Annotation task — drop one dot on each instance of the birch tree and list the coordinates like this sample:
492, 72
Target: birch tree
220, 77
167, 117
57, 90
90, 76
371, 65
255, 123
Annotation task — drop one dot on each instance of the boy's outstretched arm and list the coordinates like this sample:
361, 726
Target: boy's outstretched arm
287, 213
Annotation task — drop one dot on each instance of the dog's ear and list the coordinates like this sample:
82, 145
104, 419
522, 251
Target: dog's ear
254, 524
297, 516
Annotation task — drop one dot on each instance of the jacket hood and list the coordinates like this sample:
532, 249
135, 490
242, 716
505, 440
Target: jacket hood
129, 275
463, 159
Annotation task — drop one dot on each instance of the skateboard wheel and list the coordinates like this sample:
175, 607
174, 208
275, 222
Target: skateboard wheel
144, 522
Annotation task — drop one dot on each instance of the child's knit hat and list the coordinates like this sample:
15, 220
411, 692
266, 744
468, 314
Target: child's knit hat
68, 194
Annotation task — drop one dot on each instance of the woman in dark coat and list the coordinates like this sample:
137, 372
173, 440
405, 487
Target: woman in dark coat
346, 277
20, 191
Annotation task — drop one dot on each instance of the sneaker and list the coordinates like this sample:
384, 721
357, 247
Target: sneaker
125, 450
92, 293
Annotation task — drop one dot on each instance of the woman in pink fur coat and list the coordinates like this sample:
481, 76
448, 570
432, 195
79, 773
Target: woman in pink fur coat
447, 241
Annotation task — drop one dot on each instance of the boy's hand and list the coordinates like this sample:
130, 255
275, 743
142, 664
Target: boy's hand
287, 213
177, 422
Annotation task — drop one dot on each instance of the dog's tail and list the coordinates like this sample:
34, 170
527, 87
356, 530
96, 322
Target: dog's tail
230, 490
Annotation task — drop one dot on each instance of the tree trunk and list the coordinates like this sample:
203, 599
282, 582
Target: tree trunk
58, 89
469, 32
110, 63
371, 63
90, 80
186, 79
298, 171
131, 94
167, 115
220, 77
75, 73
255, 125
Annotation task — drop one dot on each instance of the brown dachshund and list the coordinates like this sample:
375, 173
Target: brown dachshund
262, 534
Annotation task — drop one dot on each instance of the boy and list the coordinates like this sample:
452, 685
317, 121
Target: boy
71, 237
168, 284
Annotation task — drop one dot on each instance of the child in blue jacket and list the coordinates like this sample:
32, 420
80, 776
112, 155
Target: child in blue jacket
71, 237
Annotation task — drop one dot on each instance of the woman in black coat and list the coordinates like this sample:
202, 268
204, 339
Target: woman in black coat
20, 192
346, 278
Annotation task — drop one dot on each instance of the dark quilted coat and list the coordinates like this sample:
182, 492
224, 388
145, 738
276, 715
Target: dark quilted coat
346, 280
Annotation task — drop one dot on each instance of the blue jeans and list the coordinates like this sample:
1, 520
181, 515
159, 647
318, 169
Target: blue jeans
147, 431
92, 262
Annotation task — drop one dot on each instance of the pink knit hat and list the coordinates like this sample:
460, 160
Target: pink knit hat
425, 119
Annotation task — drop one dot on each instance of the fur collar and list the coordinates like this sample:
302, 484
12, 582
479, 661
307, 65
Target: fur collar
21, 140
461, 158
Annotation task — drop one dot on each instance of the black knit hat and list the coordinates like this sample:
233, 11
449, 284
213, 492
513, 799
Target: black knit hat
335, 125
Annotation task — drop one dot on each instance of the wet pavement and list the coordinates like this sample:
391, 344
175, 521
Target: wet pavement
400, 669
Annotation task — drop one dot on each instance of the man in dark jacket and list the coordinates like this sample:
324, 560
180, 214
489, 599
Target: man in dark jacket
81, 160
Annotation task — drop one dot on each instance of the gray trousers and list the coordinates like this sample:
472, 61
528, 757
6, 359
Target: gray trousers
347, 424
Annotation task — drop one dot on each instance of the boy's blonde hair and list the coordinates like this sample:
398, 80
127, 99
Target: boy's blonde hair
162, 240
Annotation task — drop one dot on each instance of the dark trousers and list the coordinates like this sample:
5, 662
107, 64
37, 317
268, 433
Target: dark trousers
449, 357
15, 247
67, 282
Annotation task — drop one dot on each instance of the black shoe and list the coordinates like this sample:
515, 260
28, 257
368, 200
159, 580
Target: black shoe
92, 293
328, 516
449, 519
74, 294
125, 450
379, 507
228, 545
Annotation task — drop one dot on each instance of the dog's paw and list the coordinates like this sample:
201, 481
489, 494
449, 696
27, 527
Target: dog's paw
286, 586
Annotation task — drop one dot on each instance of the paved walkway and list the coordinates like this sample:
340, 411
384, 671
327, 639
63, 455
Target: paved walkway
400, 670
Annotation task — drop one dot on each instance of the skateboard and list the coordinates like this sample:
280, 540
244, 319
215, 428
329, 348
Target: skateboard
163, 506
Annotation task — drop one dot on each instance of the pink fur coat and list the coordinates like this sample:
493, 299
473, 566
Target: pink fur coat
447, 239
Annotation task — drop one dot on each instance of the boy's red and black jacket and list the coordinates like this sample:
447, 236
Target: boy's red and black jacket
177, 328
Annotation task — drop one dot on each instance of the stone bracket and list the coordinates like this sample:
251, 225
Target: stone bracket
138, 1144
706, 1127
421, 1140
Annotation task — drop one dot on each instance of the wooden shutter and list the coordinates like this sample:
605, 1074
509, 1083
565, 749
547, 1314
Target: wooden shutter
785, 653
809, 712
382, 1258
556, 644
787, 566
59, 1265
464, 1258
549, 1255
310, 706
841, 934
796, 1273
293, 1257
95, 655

----

Reproduce the data above in full. Leave nothing out.

:: PROBLEM SOLUTION ::
Annotation task — drop one dot on each instance of the birch tree and list the coordinates like this sample:
492, 72
Target: birch tree
220, 77
167, 117
57, 90
90, 76
371, 65
255, 123
Annotation task — drop one dot on each instance of the boy's outstretched arm and list the coordinates like this sample:
361, 726
Target: boy's outstretched arm
287, 213
Annotation task — drop one dot on each instance of the dog's ear and list the coordinates like this sample:
82, 145
104, 419
522, 251
Target: dog's ear
254, 524
297, 516
Annotation task — drop one dot on each instance of the jacket hood and list the coordinates like this sample:
532, 249
135, 490
242, 716
505, 440
Target: jacket hood
129, 275
463, 159
Annotation task — drop one dot on each instance of the skateboard wheel and list the coordinates like this sample:
175, 607
174, 208
275, 222
Target: skateboard wheel
144, 522
Annotation task — drop one dot on each instance of the child's knit hat and list the coordinates like this sample:
15, 220
411, 692
266, 744
468, 314
Target: child's knit hat
68, 194
Annotation task — drop one dot on each instance of the woman in dark coat and list the coordinates like this sample:
137, 372
173, 440
405, 487
Target: woman in dark coat
346, 277
20, 191
Annotation task — drop one dot on each instance of the sneaker and list the coordinates like this sample:
384, 721
357, 247
Target: sneaker
125, 450
92, 293
Annotation task — drop one dot on each instance of the woman in pink fur coat and list the coordinates like this sample:
481, 76
448, 570
432, 195
79, 773
Target: woman in pink fur coat
447, 241
Annotation task — drop one dot on each instance of the boy's hand and list the coordinates like this sample:
130, 255
275, 743
142, 664
Target: boy's hand
287, 213
177, 422
Annotation task — drop one dot on each instance of the dog's tail and list the coordinates like this sample:
34, 170
527, 87
356, 530
96, 322
Target: dog's tail
230, 490
Annotation task — drop one dot on each instance of the tree trunk and list the coordinates like this sample:
203, 599
282, 582
Target: tree trunk
58, 89
469, 32
110, 63
371, 63
90, 80
186, 79
298, 171
131, 94
167, 115
220, 77
75, 73
255, 125
Annotation task — drop one dot on each instance of the brown dachshund and list the coordinates like this sample:
375, 173
Target: brown dachshund
262, 534
Annotation task — drop one dot on each instance of the boy and list the coordinates like this sample:
452, 685
317, 121
Target: boy
71, 237
168, 284
Annotation task — drop one dot on each instance of the child in blue jacket and list the coordinates like this sample:
32, 420
80, 776
112, 155
Target: child in blue jacket
71, 237
Annotation task — drop one dot on each instance of the woman in black coat and list the coordinates like this sample:
202, 268
204, 339
Target: woman in black coat
20, 192
346, 278
Annotation task — drop one dot on each instance of the dark quilted coat and list the coordinates like this sample:
182, 492
224, 388
145, 738
276, 715
Target: dark quilted coat
346, 280
Annotation task — drop one dot on each instance of the blue jeans and list the coordinates like this sample:
1, 520
181, 515
159, 647
318, 169
Target: blue jeans
147, 431
92, 262
Annotation task — drop one dot on each instance of the pink knit hat and list the coordinates like this sample:
460, 160
Target: pink knit hat
425, 119
Annotation task — drop one dot on each instance of the fur collar and list the coordinates like this sample:
302, 484
12, 582
479, 661
307, 65
Target: fur collar
21, 140
461, 158
Annotation task — drop one dot on each instance of the black knit hat and list the coordinates like this sample:
233, 11
449, 284
213, 492
513, 799
Target: black knit hat
335, 125
Annotation task — drop one dot on each instance of the wet pavement and list the coordinates like this sample:
391, 344
175, 521
Target: wet pavement
400, 669
Annotation task — drop one dot on each instance of the man in dark jacket and list the coordinates like this sample:
324, 560
180, 214
489, 599
Target: man in dark jacket
81, 160
Annotation task — drop one dot on each instance of the gray trousers and list the coordinates like this sample:
472, 61
528, 757
6, 359
Target: gray trousers
347, 424
Annotation task — drop one dot on each instance of the boy's blonde hair and list the coordinates like this sample:
398, 80
127, 99
Target: boy's blonde hair
162, 240
Annotation task — drop one dot on each instance of the dark trousers and list the coordinates like this sample:
5, 662
107, 64
37, 317
268, 433
Target: dark trousers
449, 357
15, 247
67, 282
Annotation task — drop one dot on each instance of the black shoe and list the coordinates like this sample:
515, 260
28, 257
368, 200
159, 580
Target: black shoe
92, 293
328, 516
449, 519
74, 294
125, 450
379, 507
228, 545
Annotation task — drop one dot on each instance of the dog's paw and list the coordinates like this sample:
201, 481
489, 494
449, 696
27, 527
Target: dog's paw
286, 586
Annotation task — drop one dot on each instance of the paved walkway and list the coordinates like this sample:
340, 411
384, 671
327, 639
63, 455
Target: paved walkway
400, 670
Annotation task — drop one dot on each instance of the skateboard and list the coordinates like this sample:
280, 540
244, 319
215, 428
329, 348
Target: skateboard
163, 506
Annotation task — drop one dot on each instance of the pink fur coat and list the coordinates like this sample:
493, 299
473, 566
Target: pink fur coat
447, 239
Annotation task — drop one dot on each instance of the boy's red and black jacket and list the coordinates like this sample:
447, 236
Target: boy's red and black jacket
177, 328
Annotation task — drop one dot on each instance of the stone bracket and list the coordinates like this sample:
251, 225
Target: stone bracket
138, 1144
706, 1127
421, 1140
Annotation task — drop one dot on each instance of the wooden shutter and list the coordinates like this sample:
605, 1074
509, 1083
565, 749
547, 1314
Target: wooden shutter
785, 653
809, 712
382, 1258
556, 644
787, 566
59, 1265
464, 1258
549, 1255
310, 706
841, 934
796, 1273
293, 1257
95, 655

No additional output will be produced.